[Set problem 1]: In the rows, from the line containing "Task: identify the treeline" through the end of the rows, inclusive, reproduce every line, requests included, and subtract 138 from each number in the point coordinates.

Begin Text segment

Sixty percent of Americans who never attend church during the course of a year view themselves as Christians. But a sincere perusal of Scripture shows a much tighter relationship between the Christian and the church. In fact, contrary to the practice of most Americans, God not only calls believers to attend church but to bind themselves to a local, Bible-believing congregation in a visible and vital way.
In 1754 Benjamin Franklin published a cartoon called “Join or Die.” It pictured a snake cut into eights representing the British colonies in the New World. Franklin argued that unless the colonies formed one body they would never be able to resist the powerful threat of the French and their Indian allies.
Considering the fierce enemies assaulting believers in every age (1 Pet. 5:8; John 15:19; Gal. 5:19) Franklin’s plea speaks to one of the most basic questions every believer has to answer: “What is the relationship between the Christian and the church?” Increasingly, more people see less of a connection between the two. Sixty percent of Americans who never attend church during the course of a year view themselves as Christians.1 But a sincere perusal of Scripture shows a much tighter relationship between the Christian and the church. In fact, contrary to the practice of most Americans, God not only calls believers to attend church but to bind themselves to a local, Bible-believing congregation in a visible and vital way.

End Text segment

[Set problem 2]:
Answer these about the text on the Christian and the church:
(a) In what year did Benjamin Franklin publish "Join or Die"?
(b) What percentage of Americans who never attend church view themselves as Christians?
(c) According to Franklin, whose threat could the colonies not resist unless they formed one body?

Begin The data

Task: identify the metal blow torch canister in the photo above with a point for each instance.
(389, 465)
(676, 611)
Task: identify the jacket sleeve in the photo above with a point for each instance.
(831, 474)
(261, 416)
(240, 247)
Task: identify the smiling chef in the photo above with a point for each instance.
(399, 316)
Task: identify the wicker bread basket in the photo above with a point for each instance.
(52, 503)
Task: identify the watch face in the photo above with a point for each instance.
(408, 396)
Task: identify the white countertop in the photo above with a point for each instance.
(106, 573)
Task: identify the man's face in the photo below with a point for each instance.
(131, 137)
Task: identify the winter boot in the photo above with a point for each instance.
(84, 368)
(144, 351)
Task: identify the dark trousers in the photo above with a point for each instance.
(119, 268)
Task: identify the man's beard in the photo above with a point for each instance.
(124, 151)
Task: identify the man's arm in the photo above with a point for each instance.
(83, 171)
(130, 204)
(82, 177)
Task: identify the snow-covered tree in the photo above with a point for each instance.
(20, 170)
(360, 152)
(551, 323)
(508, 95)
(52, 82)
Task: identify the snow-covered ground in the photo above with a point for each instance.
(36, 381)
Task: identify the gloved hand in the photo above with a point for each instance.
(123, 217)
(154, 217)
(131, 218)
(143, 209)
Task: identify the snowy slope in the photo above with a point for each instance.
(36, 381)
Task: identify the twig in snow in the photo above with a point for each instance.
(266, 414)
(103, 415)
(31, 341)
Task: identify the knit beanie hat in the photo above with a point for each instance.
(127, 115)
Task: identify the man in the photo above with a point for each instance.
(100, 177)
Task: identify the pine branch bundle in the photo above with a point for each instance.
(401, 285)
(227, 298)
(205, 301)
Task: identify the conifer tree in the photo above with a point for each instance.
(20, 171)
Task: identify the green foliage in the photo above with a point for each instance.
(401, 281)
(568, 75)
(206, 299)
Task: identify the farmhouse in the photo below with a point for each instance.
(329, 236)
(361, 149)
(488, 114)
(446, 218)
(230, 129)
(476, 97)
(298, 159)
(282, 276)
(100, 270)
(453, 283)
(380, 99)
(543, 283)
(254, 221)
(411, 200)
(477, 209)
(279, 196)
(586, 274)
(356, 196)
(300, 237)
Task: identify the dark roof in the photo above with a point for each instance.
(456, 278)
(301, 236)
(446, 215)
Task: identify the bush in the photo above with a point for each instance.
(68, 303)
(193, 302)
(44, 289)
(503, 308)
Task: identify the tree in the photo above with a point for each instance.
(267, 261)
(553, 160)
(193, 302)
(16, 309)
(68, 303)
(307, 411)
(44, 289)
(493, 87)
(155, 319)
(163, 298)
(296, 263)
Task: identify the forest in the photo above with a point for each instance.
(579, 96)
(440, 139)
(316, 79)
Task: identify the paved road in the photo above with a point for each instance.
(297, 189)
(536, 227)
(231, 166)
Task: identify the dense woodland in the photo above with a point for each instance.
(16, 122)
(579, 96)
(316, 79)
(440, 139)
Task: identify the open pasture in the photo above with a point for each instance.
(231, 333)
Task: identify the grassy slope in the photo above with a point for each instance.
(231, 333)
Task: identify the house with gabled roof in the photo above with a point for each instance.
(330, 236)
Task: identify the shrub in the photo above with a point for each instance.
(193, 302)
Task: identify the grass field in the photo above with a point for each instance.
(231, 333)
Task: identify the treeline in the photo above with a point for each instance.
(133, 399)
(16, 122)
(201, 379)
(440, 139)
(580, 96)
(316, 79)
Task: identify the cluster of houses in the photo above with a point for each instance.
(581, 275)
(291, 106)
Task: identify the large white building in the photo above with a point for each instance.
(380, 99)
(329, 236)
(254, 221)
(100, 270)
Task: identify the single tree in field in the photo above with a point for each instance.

End The data

[Correct result 1]:
Task: identify the treeline in the photo above with a point for each instance.
(-5, 261)
(-122, -16)
(63, 241)
(302, 1)
(442, -42)
(178, -59)
Task: identify the cluster of houses in the photo above with a point for each instance.
(443, 137)
(153, -32)
Task: identify the large white building in the photo above with a point for each instance.
(242, -39)
(191, 98)
(116, 83)
(-38, 132)
Task: identify the single tree in field in the photo above with a point for each instance.

[Correct result 2]:
(a) 1754
(b) Sixty percent
(c) The French and their Indian allies